→ TASK DESCRIPTION
Every record should be copied exactly, except that pictures are to be omitted.

→ INPUT FOR THIS TASK
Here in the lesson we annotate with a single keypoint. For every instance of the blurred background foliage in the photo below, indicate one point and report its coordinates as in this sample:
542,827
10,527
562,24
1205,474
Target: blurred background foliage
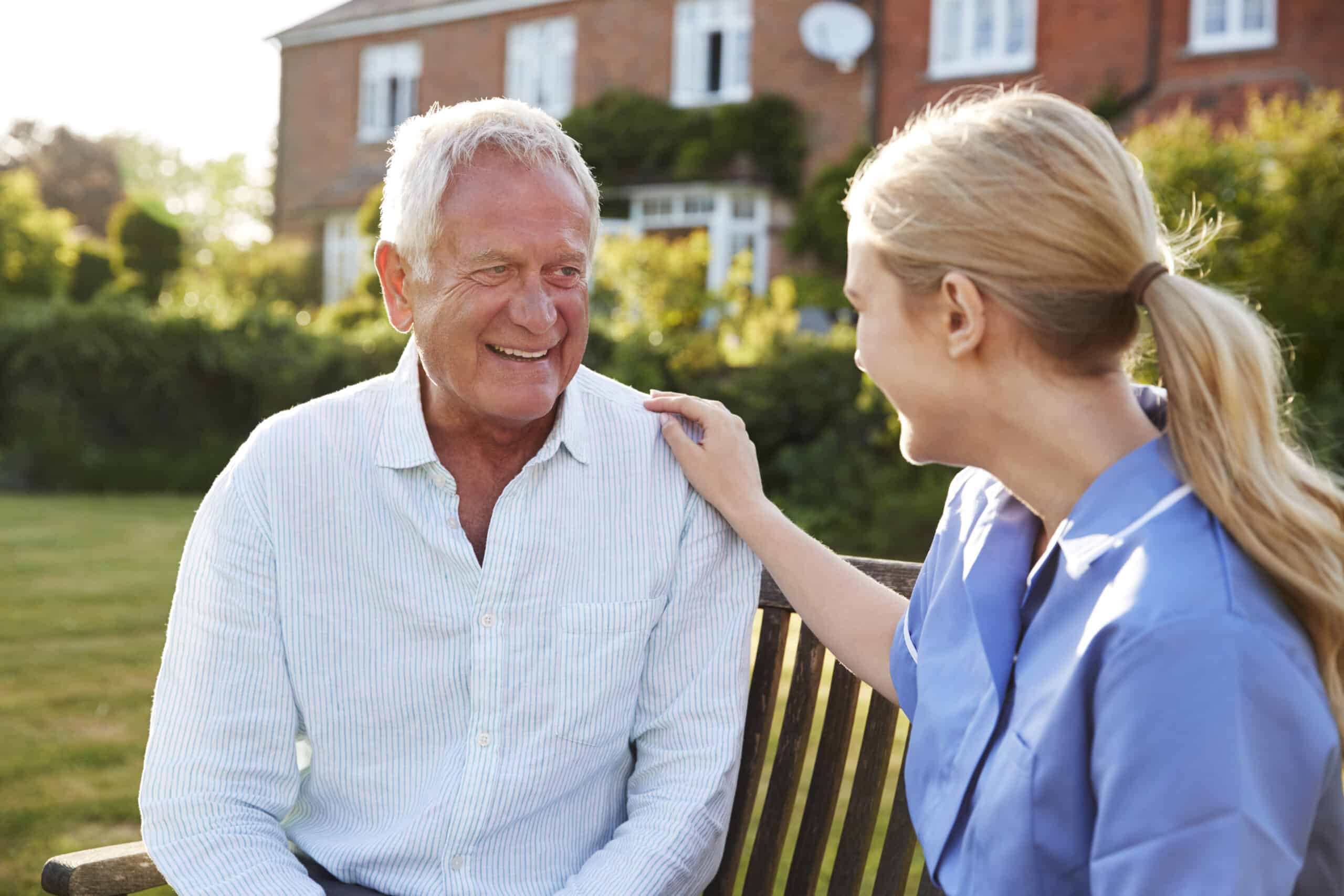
629,138
107,385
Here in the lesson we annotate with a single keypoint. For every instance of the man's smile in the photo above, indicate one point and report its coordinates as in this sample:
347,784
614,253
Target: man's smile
518,354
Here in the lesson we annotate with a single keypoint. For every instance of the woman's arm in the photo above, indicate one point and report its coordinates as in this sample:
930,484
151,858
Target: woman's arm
854,616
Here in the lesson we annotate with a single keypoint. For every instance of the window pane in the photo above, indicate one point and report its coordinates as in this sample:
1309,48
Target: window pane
984,27
658,207
740,73
1215,16
1016,38
1253,15
716,70
952,13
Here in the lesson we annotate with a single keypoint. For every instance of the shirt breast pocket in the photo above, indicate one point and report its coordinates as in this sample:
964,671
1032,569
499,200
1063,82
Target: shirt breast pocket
601,652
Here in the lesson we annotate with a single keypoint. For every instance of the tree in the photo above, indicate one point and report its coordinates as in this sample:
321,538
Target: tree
75,172
212,201
148,244
1278,182
35,248
93,270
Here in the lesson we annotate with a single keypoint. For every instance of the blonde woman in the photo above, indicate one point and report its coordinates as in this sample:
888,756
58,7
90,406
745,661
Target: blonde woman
1124,659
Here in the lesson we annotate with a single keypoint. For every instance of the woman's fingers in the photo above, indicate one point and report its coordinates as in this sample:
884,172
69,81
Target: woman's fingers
687,406
678,440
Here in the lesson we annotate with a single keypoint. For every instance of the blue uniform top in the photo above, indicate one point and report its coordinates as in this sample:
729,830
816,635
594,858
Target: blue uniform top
1138,714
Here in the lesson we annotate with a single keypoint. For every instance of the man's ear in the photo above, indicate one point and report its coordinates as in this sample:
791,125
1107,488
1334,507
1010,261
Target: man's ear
393,275
963,313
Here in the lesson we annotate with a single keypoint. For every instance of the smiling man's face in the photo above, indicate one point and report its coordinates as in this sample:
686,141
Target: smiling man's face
502,324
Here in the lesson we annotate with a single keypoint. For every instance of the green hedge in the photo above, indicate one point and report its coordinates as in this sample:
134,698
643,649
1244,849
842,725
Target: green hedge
629,138
111,397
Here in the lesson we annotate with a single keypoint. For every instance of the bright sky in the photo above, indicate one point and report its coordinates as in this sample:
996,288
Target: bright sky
194,75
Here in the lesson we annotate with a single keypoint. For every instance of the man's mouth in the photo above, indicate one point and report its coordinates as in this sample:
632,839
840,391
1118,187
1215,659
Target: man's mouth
518,354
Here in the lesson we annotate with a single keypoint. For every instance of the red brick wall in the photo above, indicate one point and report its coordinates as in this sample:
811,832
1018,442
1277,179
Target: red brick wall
1085,47
322,166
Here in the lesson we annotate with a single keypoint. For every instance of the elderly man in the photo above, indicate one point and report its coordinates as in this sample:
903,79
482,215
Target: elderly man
514,636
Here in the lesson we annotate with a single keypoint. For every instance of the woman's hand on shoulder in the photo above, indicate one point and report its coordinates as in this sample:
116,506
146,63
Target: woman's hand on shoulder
723,465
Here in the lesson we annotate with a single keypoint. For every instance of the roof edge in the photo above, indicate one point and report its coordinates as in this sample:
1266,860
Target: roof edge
301,35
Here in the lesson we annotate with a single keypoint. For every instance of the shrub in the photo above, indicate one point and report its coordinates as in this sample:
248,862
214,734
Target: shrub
93,270
116,397
282,270
35,249
148,244
820,225
629,138
1278,182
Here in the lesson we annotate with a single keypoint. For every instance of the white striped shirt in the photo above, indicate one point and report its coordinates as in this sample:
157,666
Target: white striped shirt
563,718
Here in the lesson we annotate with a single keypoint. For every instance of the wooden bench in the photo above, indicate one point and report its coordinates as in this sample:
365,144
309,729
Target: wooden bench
116,871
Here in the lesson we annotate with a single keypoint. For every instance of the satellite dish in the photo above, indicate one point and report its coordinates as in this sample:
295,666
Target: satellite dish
836,31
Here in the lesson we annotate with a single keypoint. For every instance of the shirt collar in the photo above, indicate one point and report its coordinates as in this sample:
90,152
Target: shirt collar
1143,481
404,440
1128,491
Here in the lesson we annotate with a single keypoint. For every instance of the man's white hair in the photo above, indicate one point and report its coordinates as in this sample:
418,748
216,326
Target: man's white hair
428,150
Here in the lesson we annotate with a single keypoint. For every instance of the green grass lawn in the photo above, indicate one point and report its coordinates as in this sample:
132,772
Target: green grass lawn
85,587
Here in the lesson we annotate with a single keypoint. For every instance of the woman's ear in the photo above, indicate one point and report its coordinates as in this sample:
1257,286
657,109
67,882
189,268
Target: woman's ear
392,275
963,313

→ THE SOLUTION
Here in the lesson we annotate with a single keypoint. For every instance of the blurred background foliage in the photo below, indicate one point and report its coordinates as in this sample:
542,827
10,527
562,24
1205,474
Target: blurred background foliage
629,138
107,385
Here in the lesson we annotate with a single keypoint. For every instance of the man's smile in the photo above, indicate one point and report its coordinates as in this sample:
347,784
614,253
Target: man's smile
518,354
Here in the lesson we annotate with a single keypoint. For every instance of the woman's arm in the photo above, indicate one point and report its coordinates as in this sample:
930,484
151,858
Target: woman's arm
854,616
Here in the lesson we annotate with a single keypoint. For every instance of the window pane in the photo above, indicate one point and report its coordinates as in this sample:
1309,48
Target: window pane
984,27
658,207
740,73
1215,16
1016,38
1253,15
716,70
952,13
Here in the lesson we annotate with a single keypoint. For every instance of the shirt breast pocket in the photo above, indicate one point and report its coordinates as in this sample:
964,671
1032,569
499,200
1063,82
Target: shirt breast pocket
601,652
Here in the lesson we annotate with a single keypoint. For every instance of the tree in the photo above, indicate one point and report its coordinates as in this sample:
321,538
Target: tree
75,172
212,201
148,244
1278,182
35,248
93,270
Here in the lesson we annotate with a single keypoint. For every instance of the blonde woman in the photo above, indicate one point and report its coordinates as in this sample:
888,756
58,7
90,406
745,661
Target: blonde woman
1124,659
Here in the lesson we annotate with a single keypoint. For every instance of the woman's fingers in the photo above, indicate one point and report its coordinates as in this sample:
884,172
69,81
Target: woman's fingers
687,406
678,440
Here in the lesson we annotate with a single keypoint. For every instance of the blue uniform top in the photo above, indicate one point and report its coordinates as in this sample:
729,830
816,635
594,858
Target: blue uniform top
1138,714
Here in the lesson we annotate with a single keypoint. For every instance of the man's ear in the photo above, indicate one point and report its coordinates as in this sample:
791,125
1107,488
1334,507
1010,261
Target: man's ear
393,275
963,313
Here in the lesson we annotate with a single keypoint. For every instance of the smiling man's face in the photo above, indicate one point and report its coordinates as in this sample:
686,141
Target: smiling man's face
502,324
Here in the lesson we annotate with a single keypoint. For every instance of the green hedge in the photo above, indicate one point and report its coordinates as in this sample:
134,698
643,649
1244,849
842,725
Target: green hedge
629,138
111,397
Here in the lesson we annotate with a single keypoint. For every instance of the bright sky in the photo above, indicate one point and report its coordinates as in this sample:
996,288
Target: bright sky
194,75
Here in the lesson we annotate with a single keypoint. For every instance of the man's mouth in the photo above, indicate one point and report its coordinates as in this sample:
632,839
840,391
1118,187
1215,659
Target: man's mouth
518,354
Here in the lesson we annotate with a single keypoint. For every instance of the red brick wall in the photo above, indicate one point and report its coordinates as in this sample:
811,832
1018,442
1277,179
Target: red brick wall
1085,47
322,166
Here in the lesson we annotate with a single keypoint. For every instance of the elderly man in the photo above, indicate one point and report its coordinates as in this sample:
903,79
482,215
Target: elderly man
514,636
Here in the lesson we annotate with a single keypoint. For every instance of the woman's hand on shoulder in the photo above, indicate one point and report its coordinates as in this sample:
116,506
146,63
Target: woman's hand on shoulder
723,465
Here in the lesson we annotate with a single keypoint. For every instance of the roof edge in the photo above, indicate one point and report its coordinates as in this sample:
1266,860
Target: roof edge
301,35
Here in the lesson we annotate with a single keypoint. For every instance of the shrub in the photo above, indicate one point and report its coordinates as in this sample:
248,862
214,734
Target: shrub
93,270
116,397
282,270
35,249
148,244
820,225
629,138
1278,182
Here in the lesson we annotate with a single keypoint. For every instance of the white striped shirt in the photo above, indicate one point and report its coordinates as in this sample:
157,666
Target: white striped shirt
563,718
Here in the lesson we annotate with a single keypoint. For every instance of the wooden bench in the photo above, indicate one point and report its coordinates as in this sample:
365,144
309,729
Target: wooden bench
116,871
Here in the lesson we annotate with a single keypoint. For every instance of the satellite dish in the photo above, indicate one point and report its coordinates as in this sample:
295,666
Target: satellite dish
836,31
Here in the lesson we annotate with a single keypoint. For every instance of the shirt collar in the photo above, indicate one point and report its coordinates as in this sample:
90,152
Target: shirt collar
1143,481
404,440
1128,491
Here in the lesson we annotate with a single keypoint. For every instance of the man's white hair in the photo above, indicate one point and report its coordinates as in this sample:
418,748
216,326
Target: man's white hair
428,150
Here in the lesson we annotate with a single keypoint. For every instance of the green grass lawn in the photo above, indicate one point and report its coordinates as in this sample:
132,772
Target: green grass lawn
85,587
Here in the lesson we annotate with a single keypoint. For every instance of the woman's ear in the photo above, indicate one point and report its coordinates as in this sample:
1257,286
657,109
67,882
189,268
Target: woman's ear
392,275
963,313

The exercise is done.